Required actions>
A – From the CUDABlasProfiler documentation, print verbatim the part that opens with the words containing "type CUDABlasProfiler struct" and closes with "to dump stats.".
B – In the CUDABlasProfiler documentation, what does WrapWithProfiler return if ZERFOO_PROFILE_CUBLAS is not set to 1?

Page text>

--------------------

SgemmStridedBatched performs batched C = alpha * A * B + beta * C using cublasSgemmStridedBatched. All batch elements share the same m, n, k.

type CUDABlasProfiler

type CUDABlasProfiler struct {
	// contains filtered or unexported fields
}

CUDABlasProfiler wraps CUDABlas with optional per-call timing. When ZERFOO_PROFILE_CUBLAS=1, each Sgemm/SgemmNT/batched call is timed and recorded. Call PrintSummary to dump stats.

func WrapWithProfiler

func WrapWithProfiler(b *CUDABlas) *CUDABlasProfiler

WrapWithProfiler returns a profiling wrapper if ZERFOO_PROFILE_CUBLAS=1, otherwise returns the original CUDABlas unchanged.

func (*CUDABlasProfiler) BFloat16Gemm

func (p *CUDABlasProfiler) BFloat16Gemm(m, n, k int, alpha float32,
	a unsafe.Pointer, bPtr unsafe.Pointer,
	beta float32, c unsafe.Pointer,
) error

func (*CUDABlasProfiler) Destroy

func (p *CUDABlasProfiler) Destroy() error

func (*CUDABlasProfiler) Float16Gemm

func (p *CUDABlasProfiler) Float16Gemm(m, n, k int, alpha float32,
	a unsafe.Pointer, bPtr unsafe.Pointer,
	beta float32, c unsafe.Pointer,
) error

func (*CUDABlasProfiler) Handle

func (p *CUDABlasProfiler) Handle() *CUDABlas

func (*CUDABlasProfiler) IsEnabled

func (p *CUDABlasProfiler) IsEnabled() bool

IsEnabled returns whether profiling is active.

func (*CUDABlasProfiler) MixedBF16Gemm

func (p *CUDABlasProfiler) MixedBF16Gemm(m, n, k int, alpha float32,
	a unsafe.Pointer, bPtr unsafe.Pointer,
	beta float32, c unsafe.Pointer,
) error

func (*CUDABlasProfiler) MixedFP16Gemm

func (p *CUDABlasProfiler) MixedFP16Gemm(m, n, k int, alpha float32,
	a unsafe.Pointer, bPtr unsafe.Pointer,
	beta float32, c unsafe.Pointer,
) error

func (*CUDABlasProfiler) PrintSummary

func (p *CUDABlasProfiler) PrintSummary()

--------------------

Dataset entries>
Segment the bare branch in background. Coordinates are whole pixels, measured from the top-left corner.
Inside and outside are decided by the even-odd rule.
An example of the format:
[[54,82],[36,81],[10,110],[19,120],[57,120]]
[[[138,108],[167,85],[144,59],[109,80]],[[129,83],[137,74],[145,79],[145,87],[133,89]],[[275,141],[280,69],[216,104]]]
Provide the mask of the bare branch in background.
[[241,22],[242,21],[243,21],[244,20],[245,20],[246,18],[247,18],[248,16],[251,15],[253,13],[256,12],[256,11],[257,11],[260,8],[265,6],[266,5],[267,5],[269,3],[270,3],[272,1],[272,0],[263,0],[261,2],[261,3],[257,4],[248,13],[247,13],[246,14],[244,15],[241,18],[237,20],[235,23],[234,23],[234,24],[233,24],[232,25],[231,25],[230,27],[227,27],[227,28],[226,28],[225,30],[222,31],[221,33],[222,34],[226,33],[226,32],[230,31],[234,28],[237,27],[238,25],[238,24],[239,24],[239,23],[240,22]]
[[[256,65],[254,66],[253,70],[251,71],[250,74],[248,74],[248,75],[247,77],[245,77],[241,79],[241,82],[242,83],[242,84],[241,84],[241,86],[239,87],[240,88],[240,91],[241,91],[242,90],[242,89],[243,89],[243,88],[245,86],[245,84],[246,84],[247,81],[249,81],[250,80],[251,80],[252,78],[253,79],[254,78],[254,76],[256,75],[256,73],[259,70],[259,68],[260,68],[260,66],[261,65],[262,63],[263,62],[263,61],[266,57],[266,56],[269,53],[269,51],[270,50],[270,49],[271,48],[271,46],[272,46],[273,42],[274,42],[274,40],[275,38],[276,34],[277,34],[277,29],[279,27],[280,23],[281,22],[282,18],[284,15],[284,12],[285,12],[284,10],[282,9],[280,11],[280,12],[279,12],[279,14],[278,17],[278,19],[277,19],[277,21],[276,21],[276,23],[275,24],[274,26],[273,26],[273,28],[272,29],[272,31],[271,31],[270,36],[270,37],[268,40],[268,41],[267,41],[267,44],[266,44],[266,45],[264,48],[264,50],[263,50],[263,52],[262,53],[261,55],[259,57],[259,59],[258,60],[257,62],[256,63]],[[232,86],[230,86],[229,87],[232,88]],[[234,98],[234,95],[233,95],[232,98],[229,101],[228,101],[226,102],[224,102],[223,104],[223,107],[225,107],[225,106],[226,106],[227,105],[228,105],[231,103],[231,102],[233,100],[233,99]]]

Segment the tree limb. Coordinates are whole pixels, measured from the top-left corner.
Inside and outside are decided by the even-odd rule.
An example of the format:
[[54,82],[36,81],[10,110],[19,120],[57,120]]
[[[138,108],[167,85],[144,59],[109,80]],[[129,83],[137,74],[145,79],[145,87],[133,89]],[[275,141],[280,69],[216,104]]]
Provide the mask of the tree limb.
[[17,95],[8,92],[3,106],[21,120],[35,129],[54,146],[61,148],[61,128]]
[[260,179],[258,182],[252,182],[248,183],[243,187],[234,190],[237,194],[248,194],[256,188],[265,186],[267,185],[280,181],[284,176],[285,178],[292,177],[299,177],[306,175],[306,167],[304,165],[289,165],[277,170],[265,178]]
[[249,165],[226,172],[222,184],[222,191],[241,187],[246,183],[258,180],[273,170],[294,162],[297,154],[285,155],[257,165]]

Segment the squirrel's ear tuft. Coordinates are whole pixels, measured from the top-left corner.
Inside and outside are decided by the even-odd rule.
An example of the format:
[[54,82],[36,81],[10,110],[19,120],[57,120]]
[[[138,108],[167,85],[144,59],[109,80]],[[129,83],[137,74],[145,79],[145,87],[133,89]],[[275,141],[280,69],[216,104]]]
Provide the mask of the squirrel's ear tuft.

--------------------

Answer list>
A –
type CUDABlasProfiler struct {
	// contains filtered or unexported fields
}

CUDABlasProfiler wraps CUDABlas with optional per-call timing. When ZERFOO_PROFILE_CUBLAS=1, each Sgemm/SgemmNT/batched call is timed and recorded. Call PrintSummary to dump stats.

B – It returns the original CUDABlas unchanged.